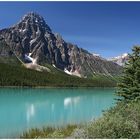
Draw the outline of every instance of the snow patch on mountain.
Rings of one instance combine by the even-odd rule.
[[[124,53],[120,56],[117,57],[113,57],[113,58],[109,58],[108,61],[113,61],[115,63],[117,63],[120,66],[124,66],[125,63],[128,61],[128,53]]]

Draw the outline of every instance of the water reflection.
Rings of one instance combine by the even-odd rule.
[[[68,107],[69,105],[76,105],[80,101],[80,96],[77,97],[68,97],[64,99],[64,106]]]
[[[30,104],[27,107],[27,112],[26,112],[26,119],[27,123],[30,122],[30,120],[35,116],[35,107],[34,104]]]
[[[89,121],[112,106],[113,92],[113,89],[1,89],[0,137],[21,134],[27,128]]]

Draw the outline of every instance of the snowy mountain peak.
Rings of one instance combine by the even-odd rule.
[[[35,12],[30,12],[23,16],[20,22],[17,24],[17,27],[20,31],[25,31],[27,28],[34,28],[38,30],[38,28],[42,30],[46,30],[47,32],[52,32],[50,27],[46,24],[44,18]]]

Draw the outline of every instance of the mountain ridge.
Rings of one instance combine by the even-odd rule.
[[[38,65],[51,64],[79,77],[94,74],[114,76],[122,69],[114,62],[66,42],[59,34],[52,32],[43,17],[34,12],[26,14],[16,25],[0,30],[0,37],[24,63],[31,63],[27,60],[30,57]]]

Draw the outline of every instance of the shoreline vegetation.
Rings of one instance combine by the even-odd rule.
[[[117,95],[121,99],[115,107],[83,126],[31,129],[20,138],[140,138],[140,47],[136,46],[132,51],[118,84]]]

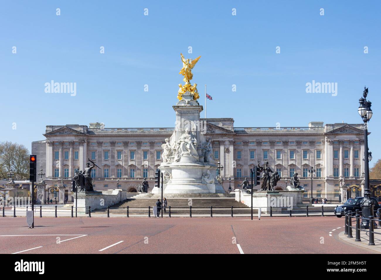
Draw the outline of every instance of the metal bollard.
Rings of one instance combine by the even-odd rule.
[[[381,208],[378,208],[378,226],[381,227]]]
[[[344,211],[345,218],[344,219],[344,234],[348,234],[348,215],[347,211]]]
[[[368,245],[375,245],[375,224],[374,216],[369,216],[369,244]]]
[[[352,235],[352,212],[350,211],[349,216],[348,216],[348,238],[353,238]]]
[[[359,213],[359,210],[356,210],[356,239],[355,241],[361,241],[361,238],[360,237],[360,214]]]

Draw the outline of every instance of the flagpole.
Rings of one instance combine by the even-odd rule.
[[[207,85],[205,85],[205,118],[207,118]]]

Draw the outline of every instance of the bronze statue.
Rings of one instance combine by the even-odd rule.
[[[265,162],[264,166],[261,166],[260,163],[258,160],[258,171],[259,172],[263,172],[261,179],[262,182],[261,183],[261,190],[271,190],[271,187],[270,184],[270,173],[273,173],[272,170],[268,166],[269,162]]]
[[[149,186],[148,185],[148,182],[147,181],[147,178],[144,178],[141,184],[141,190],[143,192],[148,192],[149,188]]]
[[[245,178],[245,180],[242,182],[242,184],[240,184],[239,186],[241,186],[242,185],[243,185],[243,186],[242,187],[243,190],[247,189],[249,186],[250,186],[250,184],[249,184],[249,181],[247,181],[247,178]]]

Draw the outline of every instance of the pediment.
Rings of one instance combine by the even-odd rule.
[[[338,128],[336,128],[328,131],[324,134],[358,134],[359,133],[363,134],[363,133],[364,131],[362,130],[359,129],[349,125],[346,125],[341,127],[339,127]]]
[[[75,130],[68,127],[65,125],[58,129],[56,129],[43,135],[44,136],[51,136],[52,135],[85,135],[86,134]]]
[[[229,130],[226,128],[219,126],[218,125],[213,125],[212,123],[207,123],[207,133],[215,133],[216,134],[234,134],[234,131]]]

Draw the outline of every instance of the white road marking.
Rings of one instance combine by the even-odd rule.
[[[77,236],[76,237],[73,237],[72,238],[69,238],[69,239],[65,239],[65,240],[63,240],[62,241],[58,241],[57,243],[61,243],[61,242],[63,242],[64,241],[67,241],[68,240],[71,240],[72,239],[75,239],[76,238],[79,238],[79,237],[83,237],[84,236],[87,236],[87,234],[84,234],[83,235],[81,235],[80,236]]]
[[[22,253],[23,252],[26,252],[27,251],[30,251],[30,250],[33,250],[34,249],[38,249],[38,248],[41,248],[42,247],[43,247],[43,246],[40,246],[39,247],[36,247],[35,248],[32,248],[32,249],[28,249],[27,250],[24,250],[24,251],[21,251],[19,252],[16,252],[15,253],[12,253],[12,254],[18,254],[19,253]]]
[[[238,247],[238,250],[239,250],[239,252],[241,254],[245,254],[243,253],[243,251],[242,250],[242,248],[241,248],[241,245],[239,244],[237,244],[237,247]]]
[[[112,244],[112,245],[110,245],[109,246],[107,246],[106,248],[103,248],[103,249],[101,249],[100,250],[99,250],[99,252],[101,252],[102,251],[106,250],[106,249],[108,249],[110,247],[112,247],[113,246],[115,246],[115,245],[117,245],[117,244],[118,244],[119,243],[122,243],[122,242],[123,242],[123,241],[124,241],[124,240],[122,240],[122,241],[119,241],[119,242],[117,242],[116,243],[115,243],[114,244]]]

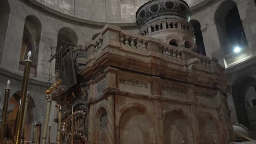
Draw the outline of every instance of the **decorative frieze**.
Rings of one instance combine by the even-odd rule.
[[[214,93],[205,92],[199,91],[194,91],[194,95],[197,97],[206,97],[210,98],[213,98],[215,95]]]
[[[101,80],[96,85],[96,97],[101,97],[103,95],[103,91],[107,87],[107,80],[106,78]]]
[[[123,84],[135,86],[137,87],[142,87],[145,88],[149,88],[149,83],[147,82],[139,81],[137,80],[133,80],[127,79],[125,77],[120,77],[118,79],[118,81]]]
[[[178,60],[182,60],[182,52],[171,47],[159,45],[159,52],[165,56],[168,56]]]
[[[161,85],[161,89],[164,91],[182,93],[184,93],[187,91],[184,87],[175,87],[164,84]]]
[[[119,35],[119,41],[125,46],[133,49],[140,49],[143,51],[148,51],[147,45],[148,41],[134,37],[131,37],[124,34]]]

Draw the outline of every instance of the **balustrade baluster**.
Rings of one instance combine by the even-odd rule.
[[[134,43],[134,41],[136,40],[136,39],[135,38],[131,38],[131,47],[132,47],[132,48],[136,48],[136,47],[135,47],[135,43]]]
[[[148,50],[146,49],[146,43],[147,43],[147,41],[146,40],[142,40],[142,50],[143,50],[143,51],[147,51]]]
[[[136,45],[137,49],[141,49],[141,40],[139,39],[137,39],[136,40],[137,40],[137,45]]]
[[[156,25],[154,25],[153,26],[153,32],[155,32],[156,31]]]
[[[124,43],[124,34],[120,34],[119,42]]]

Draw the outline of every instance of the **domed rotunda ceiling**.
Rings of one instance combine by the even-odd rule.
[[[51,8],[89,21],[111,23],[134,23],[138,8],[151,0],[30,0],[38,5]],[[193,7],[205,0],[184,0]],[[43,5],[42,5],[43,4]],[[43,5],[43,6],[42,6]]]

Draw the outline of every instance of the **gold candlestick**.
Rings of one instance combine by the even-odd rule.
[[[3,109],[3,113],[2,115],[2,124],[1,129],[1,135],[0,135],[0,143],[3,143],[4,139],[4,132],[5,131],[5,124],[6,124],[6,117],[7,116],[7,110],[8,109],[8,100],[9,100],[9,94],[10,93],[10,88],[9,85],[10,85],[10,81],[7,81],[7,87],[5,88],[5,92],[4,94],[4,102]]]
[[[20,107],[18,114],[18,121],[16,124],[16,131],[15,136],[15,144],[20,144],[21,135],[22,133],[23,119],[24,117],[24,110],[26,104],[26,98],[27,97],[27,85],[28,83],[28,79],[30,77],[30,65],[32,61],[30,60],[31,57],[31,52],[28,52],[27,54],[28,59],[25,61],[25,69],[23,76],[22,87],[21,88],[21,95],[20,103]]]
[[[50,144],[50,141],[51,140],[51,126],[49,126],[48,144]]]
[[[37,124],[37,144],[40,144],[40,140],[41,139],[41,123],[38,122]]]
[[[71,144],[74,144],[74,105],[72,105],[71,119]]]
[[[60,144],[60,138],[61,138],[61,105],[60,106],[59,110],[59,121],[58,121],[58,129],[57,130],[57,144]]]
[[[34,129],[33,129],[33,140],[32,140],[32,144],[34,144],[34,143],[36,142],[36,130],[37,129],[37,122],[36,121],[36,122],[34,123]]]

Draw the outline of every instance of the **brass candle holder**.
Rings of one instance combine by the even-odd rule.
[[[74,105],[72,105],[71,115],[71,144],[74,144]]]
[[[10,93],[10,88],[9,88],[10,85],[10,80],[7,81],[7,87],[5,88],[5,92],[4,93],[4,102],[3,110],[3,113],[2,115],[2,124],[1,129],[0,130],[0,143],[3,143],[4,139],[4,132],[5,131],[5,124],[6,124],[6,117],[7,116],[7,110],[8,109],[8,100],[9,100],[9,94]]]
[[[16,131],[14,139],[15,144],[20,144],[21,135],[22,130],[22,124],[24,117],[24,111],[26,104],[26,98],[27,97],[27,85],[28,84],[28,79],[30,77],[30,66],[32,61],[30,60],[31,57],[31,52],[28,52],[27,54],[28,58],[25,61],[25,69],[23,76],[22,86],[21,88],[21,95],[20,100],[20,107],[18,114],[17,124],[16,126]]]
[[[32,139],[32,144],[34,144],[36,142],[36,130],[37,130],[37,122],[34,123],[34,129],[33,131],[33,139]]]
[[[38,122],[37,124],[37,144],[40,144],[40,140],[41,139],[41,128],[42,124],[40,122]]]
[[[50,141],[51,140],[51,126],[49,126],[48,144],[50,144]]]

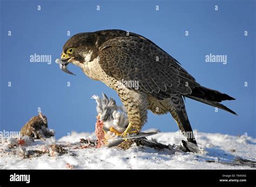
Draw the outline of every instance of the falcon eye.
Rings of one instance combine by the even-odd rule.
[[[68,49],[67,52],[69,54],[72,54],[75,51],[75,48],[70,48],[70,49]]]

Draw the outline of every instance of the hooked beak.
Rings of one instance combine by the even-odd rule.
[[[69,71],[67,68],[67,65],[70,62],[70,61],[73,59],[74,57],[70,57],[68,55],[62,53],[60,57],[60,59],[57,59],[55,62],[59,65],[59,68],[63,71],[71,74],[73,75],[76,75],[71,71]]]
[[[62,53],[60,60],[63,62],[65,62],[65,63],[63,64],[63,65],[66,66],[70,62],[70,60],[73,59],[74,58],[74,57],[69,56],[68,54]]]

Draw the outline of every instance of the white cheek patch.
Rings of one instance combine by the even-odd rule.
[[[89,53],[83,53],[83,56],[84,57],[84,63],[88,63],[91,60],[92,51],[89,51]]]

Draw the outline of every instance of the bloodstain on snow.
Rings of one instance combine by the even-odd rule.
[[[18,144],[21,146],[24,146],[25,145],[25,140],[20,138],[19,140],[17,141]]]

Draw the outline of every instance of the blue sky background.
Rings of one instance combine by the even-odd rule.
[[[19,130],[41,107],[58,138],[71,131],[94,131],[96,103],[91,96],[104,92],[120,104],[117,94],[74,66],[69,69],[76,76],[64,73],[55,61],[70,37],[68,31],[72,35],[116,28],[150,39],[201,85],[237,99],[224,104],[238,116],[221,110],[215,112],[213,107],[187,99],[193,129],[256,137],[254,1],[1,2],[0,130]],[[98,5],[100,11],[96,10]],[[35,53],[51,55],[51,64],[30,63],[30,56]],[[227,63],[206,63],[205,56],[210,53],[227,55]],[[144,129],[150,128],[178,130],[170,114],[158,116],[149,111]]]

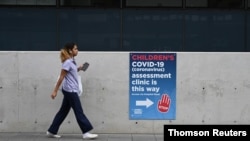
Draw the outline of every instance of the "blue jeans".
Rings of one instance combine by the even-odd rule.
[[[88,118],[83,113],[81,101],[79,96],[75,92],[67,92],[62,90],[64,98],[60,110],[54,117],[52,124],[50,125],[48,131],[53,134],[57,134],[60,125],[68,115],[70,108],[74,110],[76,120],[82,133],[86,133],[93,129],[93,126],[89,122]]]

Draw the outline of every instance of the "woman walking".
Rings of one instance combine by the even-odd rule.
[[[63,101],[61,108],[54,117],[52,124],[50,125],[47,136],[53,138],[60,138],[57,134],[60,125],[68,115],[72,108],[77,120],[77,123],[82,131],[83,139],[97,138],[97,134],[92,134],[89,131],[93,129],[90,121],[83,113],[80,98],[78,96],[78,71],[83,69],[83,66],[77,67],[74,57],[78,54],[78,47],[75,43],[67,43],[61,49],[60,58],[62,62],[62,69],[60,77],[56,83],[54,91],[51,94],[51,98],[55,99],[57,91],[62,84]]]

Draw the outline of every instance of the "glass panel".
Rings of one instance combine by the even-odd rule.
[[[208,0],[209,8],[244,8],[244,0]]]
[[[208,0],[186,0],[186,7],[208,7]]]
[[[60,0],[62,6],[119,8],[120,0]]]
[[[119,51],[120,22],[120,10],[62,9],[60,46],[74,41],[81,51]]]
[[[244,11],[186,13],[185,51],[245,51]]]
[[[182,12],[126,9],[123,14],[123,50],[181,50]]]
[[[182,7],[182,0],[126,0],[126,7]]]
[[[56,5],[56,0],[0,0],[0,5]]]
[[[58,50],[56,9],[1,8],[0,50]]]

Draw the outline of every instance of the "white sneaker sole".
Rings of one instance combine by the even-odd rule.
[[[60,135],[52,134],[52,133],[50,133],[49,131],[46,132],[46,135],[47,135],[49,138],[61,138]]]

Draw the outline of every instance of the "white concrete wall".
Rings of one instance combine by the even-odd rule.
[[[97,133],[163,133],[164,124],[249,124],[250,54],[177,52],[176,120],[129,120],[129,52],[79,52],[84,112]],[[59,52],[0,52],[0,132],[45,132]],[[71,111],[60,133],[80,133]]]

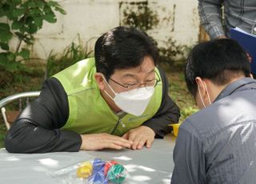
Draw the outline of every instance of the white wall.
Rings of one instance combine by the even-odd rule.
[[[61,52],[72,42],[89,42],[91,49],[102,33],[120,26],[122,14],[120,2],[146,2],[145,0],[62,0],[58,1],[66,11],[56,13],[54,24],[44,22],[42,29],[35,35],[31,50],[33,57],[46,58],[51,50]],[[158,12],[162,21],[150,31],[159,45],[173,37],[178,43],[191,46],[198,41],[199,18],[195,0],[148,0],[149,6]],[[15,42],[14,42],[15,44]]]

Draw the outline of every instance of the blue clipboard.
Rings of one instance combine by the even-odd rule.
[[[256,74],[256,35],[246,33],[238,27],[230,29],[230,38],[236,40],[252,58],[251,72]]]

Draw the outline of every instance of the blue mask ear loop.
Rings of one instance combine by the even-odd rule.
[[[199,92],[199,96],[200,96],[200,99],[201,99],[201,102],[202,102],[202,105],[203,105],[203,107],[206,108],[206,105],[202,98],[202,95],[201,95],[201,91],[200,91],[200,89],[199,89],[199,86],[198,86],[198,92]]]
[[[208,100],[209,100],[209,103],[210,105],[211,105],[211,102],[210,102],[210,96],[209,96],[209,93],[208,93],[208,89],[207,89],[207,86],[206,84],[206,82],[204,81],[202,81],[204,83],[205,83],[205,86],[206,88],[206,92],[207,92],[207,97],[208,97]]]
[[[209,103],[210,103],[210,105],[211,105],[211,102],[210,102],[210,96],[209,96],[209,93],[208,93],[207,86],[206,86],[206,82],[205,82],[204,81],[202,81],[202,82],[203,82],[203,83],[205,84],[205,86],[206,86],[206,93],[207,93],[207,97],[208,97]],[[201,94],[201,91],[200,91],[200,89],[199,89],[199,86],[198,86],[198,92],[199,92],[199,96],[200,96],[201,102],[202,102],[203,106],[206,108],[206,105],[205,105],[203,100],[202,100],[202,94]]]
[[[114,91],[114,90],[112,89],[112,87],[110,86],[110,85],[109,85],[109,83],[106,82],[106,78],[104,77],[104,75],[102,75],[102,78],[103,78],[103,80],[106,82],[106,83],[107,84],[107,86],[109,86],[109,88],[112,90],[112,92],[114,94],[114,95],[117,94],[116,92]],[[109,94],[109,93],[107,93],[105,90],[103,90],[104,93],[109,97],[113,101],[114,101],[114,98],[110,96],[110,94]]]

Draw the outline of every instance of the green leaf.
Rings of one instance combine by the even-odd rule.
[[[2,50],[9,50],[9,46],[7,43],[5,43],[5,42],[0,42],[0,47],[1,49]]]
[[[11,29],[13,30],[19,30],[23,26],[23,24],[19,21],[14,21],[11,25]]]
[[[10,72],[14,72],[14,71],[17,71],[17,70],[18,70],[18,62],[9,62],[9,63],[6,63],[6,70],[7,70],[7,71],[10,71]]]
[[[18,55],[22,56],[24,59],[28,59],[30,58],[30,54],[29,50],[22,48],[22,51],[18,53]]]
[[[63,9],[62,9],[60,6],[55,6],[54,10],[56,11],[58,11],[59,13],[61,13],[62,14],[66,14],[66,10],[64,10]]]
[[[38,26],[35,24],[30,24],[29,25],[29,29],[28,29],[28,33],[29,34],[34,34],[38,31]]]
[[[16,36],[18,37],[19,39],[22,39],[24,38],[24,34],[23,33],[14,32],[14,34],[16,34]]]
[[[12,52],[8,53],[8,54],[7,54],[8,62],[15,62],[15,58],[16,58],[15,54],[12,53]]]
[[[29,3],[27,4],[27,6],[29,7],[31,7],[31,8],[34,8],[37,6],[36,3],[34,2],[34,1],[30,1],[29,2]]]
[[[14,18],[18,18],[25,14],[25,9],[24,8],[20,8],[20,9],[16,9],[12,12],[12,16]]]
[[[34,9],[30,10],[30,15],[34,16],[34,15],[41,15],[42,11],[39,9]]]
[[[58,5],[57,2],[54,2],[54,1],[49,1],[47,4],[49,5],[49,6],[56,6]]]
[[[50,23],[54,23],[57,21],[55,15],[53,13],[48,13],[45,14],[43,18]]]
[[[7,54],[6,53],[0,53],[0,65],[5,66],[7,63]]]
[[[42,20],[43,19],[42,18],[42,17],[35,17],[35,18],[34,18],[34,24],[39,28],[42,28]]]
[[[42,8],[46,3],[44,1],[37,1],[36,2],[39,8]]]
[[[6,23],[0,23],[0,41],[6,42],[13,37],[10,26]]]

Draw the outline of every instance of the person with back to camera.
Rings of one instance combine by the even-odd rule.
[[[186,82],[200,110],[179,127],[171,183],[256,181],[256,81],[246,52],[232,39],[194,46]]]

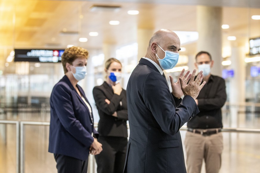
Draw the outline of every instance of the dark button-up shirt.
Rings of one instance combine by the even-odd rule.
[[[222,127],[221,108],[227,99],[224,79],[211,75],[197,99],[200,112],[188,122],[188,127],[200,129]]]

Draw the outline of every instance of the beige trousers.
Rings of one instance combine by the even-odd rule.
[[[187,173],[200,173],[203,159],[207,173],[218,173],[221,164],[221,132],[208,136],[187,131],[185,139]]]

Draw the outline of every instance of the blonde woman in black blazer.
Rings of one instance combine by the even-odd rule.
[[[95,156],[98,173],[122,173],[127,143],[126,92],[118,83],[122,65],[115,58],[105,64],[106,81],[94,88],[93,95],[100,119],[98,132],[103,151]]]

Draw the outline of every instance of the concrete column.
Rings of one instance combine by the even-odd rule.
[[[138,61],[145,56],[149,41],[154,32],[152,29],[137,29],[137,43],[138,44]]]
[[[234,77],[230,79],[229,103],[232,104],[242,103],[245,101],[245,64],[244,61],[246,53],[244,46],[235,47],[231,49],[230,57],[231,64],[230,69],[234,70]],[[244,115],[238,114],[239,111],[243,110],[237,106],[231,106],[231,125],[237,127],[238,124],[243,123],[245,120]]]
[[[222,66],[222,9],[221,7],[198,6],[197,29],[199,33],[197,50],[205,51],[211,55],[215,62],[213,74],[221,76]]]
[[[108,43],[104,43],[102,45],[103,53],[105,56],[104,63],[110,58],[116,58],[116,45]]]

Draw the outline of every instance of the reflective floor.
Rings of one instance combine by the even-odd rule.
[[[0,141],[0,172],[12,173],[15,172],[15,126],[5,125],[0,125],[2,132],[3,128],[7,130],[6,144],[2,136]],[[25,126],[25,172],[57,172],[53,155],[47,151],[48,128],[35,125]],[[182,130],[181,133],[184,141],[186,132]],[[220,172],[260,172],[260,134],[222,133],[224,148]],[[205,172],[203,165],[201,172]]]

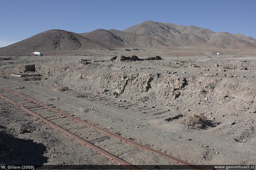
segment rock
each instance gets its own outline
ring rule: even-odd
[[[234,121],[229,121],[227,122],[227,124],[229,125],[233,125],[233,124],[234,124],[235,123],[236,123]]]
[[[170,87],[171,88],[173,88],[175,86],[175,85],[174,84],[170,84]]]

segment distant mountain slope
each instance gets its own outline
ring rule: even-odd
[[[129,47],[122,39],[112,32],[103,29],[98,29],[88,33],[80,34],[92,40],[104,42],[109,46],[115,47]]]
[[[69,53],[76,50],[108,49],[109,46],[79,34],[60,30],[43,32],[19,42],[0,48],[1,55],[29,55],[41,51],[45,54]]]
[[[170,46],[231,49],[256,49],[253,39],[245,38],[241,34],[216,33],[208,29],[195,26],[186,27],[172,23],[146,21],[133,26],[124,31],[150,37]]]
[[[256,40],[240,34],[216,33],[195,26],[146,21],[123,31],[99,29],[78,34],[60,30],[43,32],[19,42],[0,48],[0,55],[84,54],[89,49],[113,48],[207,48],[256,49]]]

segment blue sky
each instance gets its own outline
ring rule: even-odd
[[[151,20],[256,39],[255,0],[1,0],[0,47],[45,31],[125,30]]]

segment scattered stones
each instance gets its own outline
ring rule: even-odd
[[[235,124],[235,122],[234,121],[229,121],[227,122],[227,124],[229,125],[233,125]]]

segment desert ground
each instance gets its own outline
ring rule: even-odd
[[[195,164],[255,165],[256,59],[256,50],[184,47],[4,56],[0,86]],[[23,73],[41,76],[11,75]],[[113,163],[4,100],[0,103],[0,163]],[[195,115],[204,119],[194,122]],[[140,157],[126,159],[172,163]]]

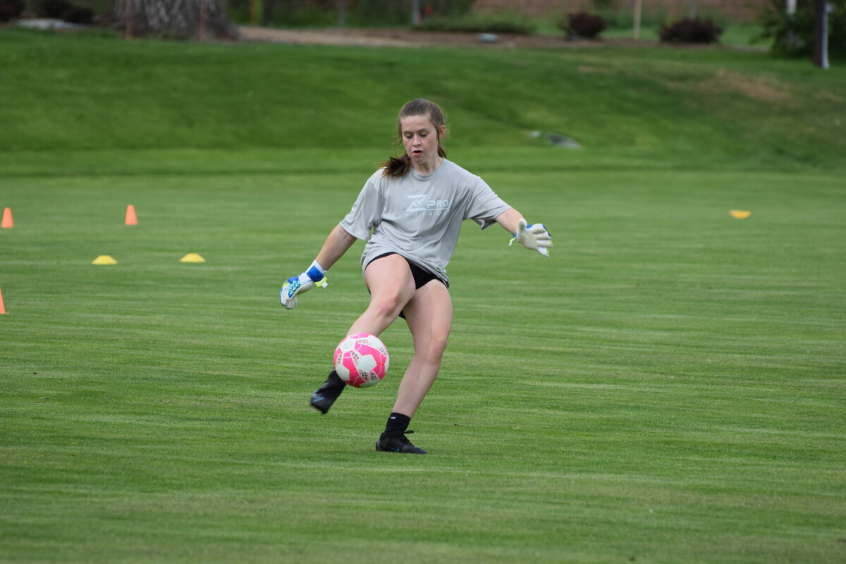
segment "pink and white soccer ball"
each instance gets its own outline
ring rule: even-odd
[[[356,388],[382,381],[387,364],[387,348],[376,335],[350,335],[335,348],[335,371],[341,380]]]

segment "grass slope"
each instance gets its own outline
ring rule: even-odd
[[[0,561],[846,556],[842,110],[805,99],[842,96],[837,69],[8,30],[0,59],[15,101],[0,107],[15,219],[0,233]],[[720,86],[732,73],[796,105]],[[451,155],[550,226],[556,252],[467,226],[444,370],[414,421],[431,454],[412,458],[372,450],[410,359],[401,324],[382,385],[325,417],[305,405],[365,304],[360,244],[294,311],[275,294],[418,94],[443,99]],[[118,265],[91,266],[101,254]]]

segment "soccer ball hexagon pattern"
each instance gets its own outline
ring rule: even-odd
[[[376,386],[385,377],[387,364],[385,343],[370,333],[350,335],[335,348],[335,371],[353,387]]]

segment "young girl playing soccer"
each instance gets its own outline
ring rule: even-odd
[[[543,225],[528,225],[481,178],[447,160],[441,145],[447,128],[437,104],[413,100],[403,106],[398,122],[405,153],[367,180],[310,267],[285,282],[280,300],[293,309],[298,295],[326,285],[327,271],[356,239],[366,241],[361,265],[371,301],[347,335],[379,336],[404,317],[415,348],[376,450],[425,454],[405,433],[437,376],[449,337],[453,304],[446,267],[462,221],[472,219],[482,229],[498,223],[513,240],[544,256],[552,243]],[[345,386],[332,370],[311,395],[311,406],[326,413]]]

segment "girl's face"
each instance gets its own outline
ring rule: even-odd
● ● ● ● ● ● ●
#### Task to complete
Write the lines from the start of the records through the line containing "[[[207,85],[205,85],[205,118],[207,118]]]" as a JSON list of strings, one string per line, with both ends included. Leave out blank lines and the pictures.

#### Exercise answer
[
  "Draw the outline of every instance of the snow patch on mountain.",
  "Rings of one instance combine by the even-odd rule.",
  "[[[124,53],[120,56],[117,57],[113,57],[113,58],[109,58],[108,61],[113,61],[115,63],[117,63],[120,66],[124,66],[125,63],[128,61],[128,53]]]",
  "Draw the outline of every instance of the water reflection.",
  "Rings of one instance combine by the even-odd rule.",
  "[[[68,107],[69,105],[76,105],[80,101],[80,96],[77,97],[68,97],[64,99],[64,106]]]",
  "[[[30,104],[27,107],[27,112],[26,112],[26,119],[27,123],[30,122],[30,120],[35,116],[35,107],[34,104]]]",
  "[[[89,121],[112,106],[113,92],[113,89],[1,89],[0,137],[21,134],[27,128]]]",
  "Draw the outline of every instance of the snowy mountain peak.",
  "Rings of one instance combine by the even-odd rule.",
  "[[[35,12],[30,12],[23,16],[20,22],[17,24],[17,27],[20,31],[25,31],[27,28],[34,28],[38,30],[38,28],[42,30],[46,30],[47,32],[52,32],[50,27],[46,24],[44,18]]]",
  "Draw the outline of every instance of the mountain ridge.",
  "Rings of one instance combine by the even-odd rule.",
  "[[[38,65],[51,64],[79,77],[94,74],[114,76],[122,69],[114,62],[66,42],[59,34],[52,32],[43,17],[34,12],[26,14],[16,25],[0,30],[0,37],[24,63],[31,63],[27,60],[30,57]]]",
  "Draw the outline of every instance of the shoreline vegetation.",
  "Rings of one instance combine by the even-odd rule.",
  "[[[117,95],[121,99],[115,107],[83,126],[31,129],[20,138],[140,138],[140,47],[136,46],[132,51],[118,84]]]",
  "Draw the outline of every instance of the metal bollard.",
  "Rings of one instance combine by the even-odd rule.",
  "[[[381,208],[378,208],[378,226],[381,227]]]",
  "[[[344,211],[345,218],[344,219],[344,234],[348,234],[348,215],[347,211]]]",
  "[[[368,245],[375,245],[375,224],[374,216],[369,216],[369,244]]]",
  "[[[352,235],[352,212],[350,211],[349,216],[348,216],[348,238],[353,238]]]",
  "[[[359,213],[359,210],[356,210],[356,239],[355,241],[361,241],[361,238],[360,237],[360,214]]]",
  "Draw the outline of every instance of the flagpole.",
  "Rings of one instance combine by the even-odd rule.",
  "[[[207,85],[205,85],[205,118],[207,118]]]"
]